» Фрагмент текста:
Читатель, надеюсь, видит, что все это так же похоже на «метафизический закон», как литературные приемы тов. Вардина похожи на добросовестность.

Вот каким образом обстоит дело с основной, наиболее принципиальной «ошибкой», открытой в моей книге усердным критиком.

II.

В главе о Брест-Литовске я сравниваю отказ от подписания мира в начале 1918 г. с походом на Варшаву в 1920 г. И там и здесь руководящим началом было стремление дать с востока толчок европейской революции. В одном случае был расчет на то, что попытка немецкого милитаризма наступать на пролетарскую революцию, отказавшуюся от продолжения войны, чрезвычайно углубит революционные противоречия в Германии и ускорит их взрыв. В другом случае был расчет на то, что военный удар, нанесенный польской реакции, ускорит революцию в Польше и па запад от нее. Я говорю мимоходом в своей брошюре, что принципиальной разницы в подходе к вопросу в обоих этих случаях не было: и там и здесь политическая линия строилась под углом зрения международной революции. «Принципиальной разницы нет,—пишу я,—но есть разница в степени риска». По этому поводу тов. Вардин разражается олимпийскими громами: моя постановка вопроса есть, видите ли, «образчик чисто отвлеченного, формального подхода к вопросу, — без конкретного анализа, без учета конкретной обстановки». Давши свой «конкретный анализ», т. е. перечисливши кое-как условия, давно проанализированные и всем известные, Вардин приходит к тому выводу, что рисковать в условиях Бреста, значило «рисковать головой революции»; иное дело, говорит он, поход на Варшаву: «рисковать в данном случае не значит рисковать головой революции». Прекрасно, но ведь это именно и значит, что тут была разница в степени риска: в одном случае рисковали головой, а в другом только рукой или ногой (частью территории, например). Вооруженный до зубов своим конкретным анализом, Вардин лишь пересказывает своими словами сказанное у меня в книжке на стр. 88-й:

«…то, что знаменательно для Ленина в идее варшавского похода, — говорится там, — это — мужественность замысла. Риск был велик, но цель превосходила риск. Возможная неудача плана не несла с собою опасности самому существованию советский республики, а только ее ослабление…».

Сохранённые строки
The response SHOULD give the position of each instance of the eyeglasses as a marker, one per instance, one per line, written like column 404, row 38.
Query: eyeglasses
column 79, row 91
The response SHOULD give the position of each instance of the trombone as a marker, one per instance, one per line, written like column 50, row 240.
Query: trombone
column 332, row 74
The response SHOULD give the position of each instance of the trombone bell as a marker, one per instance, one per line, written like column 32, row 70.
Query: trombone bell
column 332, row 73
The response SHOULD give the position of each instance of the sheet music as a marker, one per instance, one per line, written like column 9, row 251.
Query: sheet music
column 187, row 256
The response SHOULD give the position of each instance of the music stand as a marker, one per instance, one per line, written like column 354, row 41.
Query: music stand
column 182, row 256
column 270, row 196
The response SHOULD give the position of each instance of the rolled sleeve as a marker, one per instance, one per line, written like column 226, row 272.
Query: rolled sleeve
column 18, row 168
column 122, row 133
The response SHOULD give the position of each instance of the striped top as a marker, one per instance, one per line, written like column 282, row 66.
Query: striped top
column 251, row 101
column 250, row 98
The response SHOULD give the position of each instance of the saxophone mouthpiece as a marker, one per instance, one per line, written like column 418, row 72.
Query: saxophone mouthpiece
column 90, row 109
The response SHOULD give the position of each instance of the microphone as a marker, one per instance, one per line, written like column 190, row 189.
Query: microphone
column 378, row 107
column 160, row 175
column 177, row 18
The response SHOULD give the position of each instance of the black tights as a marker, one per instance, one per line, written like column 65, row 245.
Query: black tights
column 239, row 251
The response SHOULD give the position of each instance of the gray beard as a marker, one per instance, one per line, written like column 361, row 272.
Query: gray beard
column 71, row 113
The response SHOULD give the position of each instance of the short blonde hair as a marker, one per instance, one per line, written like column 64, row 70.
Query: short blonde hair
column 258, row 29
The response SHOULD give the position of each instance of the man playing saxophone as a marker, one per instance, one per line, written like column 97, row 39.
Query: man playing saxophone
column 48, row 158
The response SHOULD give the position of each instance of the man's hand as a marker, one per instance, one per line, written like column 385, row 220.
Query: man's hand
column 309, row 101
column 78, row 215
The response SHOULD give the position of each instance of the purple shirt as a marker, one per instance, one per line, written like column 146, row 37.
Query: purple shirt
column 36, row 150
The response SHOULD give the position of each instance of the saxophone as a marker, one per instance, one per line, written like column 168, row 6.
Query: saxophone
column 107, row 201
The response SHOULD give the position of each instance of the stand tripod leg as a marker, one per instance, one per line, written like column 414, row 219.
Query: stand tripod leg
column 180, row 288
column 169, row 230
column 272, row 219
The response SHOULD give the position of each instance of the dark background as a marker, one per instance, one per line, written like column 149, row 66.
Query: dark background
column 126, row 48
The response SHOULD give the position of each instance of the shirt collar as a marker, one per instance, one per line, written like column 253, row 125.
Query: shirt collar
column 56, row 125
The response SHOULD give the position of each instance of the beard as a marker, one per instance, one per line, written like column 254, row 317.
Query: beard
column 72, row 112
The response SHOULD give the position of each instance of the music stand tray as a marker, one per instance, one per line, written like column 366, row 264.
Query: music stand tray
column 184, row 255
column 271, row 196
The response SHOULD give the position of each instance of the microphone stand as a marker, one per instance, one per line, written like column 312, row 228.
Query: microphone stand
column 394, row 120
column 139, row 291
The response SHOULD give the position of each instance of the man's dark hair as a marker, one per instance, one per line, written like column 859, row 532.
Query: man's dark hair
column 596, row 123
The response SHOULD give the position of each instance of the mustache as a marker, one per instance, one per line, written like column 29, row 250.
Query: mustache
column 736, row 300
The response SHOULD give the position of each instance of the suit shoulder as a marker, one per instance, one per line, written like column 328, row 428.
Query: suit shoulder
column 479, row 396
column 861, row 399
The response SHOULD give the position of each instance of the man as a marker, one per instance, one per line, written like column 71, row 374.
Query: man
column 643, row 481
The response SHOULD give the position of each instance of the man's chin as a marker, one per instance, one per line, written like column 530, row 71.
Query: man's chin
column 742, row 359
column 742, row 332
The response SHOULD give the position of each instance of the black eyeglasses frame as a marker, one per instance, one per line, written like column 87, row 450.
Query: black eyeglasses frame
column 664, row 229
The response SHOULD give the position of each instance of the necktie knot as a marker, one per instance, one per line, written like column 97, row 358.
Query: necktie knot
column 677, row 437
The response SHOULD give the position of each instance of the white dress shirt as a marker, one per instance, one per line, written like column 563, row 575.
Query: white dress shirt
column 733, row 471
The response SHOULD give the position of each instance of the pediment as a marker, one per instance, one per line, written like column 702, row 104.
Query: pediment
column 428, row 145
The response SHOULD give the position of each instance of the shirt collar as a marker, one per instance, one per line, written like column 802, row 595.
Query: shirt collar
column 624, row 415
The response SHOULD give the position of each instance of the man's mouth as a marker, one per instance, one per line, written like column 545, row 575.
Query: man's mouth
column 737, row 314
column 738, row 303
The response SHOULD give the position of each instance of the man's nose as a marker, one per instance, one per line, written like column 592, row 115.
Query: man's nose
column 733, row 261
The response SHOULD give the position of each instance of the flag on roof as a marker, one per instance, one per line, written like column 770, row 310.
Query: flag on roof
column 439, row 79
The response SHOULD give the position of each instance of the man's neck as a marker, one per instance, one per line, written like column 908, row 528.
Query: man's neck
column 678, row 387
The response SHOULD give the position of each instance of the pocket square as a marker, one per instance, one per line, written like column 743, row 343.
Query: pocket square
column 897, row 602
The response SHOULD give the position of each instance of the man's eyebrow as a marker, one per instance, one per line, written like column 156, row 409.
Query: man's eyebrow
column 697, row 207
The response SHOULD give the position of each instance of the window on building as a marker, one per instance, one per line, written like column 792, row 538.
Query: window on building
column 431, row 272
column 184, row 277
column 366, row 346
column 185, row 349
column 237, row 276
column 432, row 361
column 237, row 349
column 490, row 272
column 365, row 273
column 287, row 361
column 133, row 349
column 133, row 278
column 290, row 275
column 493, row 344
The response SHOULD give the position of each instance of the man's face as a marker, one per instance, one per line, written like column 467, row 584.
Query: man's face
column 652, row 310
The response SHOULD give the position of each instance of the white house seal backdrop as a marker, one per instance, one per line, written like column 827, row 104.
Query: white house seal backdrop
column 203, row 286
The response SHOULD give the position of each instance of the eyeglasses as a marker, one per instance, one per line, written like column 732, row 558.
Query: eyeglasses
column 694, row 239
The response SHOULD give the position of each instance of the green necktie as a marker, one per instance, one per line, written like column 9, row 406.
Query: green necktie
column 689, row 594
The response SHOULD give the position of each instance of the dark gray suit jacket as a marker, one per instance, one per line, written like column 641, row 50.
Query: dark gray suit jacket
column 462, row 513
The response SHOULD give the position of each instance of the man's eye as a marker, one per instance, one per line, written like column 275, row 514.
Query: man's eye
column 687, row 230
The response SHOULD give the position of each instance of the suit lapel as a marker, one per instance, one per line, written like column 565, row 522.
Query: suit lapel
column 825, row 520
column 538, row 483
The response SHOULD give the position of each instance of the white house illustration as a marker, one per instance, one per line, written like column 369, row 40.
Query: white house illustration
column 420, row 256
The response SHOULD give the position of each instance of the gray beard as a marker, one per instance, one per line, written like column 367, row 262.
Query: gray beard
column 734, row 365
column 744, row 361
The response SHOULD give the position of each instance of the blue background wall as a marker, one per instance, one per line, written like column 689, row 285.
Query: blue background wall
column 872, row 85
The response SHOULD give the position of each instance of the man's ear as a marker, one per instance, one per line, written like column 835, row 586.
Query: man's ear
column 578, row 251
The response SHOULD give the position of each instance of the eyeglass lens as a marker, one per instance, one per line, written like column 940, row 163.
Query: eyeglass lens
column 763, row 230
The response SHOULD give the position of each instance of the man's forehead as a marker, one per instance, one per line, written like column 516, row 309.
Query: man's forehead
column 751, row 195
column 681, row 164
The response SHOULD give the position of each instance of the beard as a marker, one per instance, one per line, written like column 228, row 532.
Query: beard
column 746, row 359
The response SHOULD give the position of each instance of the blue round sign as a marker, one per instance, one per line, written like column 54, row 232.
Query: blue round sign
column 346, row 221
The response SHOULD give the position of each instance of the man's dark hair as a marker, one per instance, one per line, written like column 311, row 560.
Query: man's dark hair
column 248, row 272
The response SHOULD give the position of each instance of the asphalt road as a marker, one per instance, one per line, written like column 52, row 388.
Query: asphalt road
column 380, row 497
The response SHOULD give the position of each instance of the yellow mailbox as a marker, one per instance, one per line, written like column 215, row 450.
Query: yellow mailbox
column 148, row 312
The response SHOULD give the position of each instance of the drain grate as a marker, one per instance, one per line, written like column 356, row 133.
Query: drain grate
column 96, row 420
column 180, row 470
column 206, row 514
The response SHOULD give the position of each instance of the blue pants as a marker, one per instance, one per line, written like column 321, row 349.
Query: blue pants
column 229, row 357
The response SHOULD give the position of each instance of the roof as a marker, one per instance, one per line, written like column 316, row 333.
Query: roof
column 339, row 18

» Ваше задание:
Перепишите из фрагмента текста дословно отрезок от слов «Читатель, надеюсь, видит, что» до слов «книге усердным критиком.» включительно.

» Образец решения:
Читатель, надеюсь, видит, что все это так же похоже на «метафизический закон», как литературные приемы тов. Вардина похожи на добросовестность.

Вот каким образом обстоит дело с основной, наиболее принципиальной «ошибкой», открытой в моей книге усердным критиком.